What is needed: Extract each line of the material below that contains the string "microphone", and copy every such line without alteration.

Data shown:
BEGIN

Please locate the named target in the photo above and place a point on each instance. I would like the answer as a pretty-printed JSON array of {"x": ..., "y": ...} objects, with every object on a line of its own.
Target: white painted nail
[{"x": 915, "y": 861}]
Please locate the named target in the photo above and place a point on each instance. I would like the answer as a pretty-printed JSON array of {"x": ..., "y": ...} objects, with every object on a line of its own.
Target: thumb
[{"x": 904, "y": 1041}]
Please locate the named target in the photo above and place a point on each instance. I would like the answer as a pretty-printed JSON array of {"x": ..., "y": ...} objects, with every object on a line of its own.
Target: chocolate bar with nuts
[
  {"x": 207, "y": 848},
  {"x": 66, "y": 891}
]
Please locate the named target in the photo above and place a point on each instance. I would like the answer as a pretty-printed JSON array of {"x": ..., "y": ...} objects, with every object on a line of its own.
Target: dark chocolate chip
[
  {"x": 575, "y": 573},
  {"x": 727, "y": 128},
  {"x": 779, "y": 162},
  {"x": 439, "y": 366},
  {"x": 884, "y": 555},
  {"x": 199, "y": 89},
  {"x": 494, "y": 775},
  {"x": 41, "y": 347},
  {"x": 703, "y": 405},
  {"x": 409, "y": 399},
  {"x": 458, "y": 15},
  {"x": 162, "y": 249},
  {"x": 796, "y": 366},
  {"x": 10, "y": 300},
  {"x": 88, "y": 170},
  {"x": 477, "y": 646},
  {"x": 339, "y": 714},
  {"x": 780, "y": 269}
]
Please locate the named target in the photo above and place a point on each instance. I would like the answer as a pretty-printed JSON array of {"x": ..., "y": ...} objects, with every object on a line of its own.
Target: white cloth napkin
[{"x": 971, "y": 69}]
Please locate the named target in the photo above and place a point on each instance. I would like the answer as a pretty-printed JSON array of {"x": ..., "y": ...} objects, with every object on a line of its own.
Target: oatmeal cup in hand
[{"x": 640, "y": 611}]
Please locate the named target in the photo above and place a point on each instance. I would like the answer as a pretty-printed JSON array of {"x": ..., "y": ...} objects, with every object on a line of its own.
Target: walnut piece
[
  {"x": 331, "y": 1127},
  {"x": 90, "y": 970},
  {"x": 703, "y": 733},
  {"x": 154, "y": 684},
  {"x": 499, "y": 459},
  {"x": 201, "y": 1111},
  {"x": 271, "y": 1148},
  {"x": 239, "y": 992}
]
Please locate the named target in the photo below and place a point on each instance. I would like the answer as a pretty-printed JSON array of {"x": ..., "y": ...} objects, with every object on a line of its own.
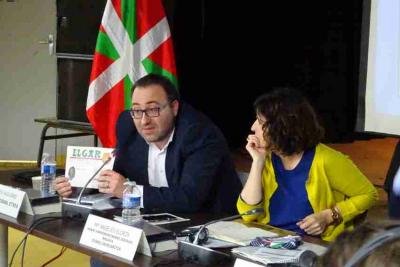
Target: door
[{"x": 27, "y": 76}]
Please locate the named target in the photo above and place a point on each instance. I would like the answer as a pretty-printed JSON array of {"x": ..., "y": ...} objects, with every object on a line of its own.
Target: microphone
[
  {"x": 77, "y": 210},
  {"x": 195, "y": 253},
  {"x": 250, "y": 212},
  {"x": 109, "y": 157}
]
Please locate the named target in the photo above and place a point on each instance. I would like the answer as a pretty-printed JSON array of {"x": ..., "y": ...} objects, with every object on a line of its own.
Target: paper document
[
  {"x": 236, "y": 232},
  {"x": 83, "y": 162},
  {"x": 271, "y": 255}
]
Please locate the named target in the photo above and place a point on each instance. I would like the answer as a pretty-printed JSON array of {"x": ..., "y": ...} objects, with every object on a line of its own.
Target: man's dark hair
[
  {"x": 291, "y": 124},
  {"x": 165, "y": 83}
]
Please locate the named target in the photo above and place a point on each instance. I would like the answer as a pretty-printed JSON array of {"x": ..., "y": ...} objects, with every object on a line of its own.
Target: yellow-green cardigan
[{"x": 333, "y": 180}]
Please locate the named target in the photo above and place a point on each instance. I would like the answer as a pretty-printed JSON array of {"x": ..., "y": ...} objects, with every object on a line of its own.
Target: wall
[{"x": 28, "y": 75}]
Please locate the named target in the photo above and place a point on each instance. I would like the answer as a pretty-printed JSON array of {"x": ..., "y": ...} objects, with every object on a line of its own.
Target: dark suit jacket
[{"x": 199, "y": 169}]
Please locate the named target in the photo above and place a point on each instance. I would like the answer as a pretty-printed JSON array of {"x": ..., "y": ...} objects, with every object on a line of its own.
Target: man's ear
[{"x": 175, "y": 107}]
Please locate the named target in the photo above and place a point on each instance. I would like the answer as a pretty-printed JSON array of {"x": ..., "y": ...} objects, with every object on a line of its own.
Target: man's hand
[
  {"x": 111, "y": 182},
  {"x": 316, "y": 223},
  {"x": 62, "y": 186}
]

END
BEGIN

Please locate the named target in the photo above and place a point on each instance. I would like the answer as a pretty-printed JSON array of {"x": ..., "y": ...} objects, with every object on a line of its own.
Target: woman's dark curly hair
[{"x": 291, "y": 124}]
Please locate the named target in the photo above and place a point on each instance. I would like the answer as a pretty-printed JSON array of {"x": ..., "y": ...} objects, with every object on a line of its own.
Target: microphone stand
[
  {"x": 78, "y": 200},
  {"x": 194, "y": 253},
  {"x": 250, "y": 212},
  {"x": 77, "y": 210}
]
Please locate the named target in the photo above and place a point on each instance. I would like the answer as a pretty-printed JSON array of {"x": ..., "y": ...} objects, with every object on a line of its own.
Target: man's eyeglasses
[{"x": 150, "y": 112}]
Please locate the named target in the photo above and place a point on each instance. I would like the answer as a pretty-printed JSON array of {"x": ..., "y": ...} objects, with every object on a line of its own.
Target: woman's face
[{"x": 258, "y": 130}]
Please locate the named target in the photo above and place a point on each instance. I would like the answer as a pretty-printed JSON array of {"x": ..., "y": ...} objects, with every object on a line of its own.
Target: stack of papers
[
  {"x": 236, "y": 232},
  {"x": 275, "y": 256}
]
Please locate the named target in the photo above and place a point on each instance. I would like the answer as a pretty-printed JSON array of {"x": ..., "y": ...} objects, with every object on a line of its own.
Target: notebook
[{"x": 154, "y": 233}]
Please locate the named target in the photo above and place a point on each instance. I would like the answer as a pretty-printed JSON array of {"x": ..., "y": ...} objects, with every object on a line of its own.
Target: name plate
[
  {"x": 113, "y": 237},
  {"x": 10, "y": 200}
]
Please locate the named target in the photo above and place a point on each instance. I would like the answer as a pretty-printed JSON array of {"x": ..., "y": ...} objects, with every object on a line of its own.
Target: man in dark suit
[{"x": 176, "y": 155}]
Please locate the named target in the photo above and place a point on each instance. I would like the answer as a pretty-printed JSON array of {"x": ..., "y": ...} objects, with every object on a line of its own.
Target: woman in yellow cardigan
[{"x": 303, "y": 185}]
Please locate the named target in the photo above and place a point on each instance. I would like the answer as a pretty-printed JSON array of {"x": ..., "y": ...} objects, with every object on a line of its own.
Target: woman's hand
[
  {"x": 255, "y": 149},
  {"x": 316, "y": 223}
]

END

The reply:
Target: microphone
Target: microphone stand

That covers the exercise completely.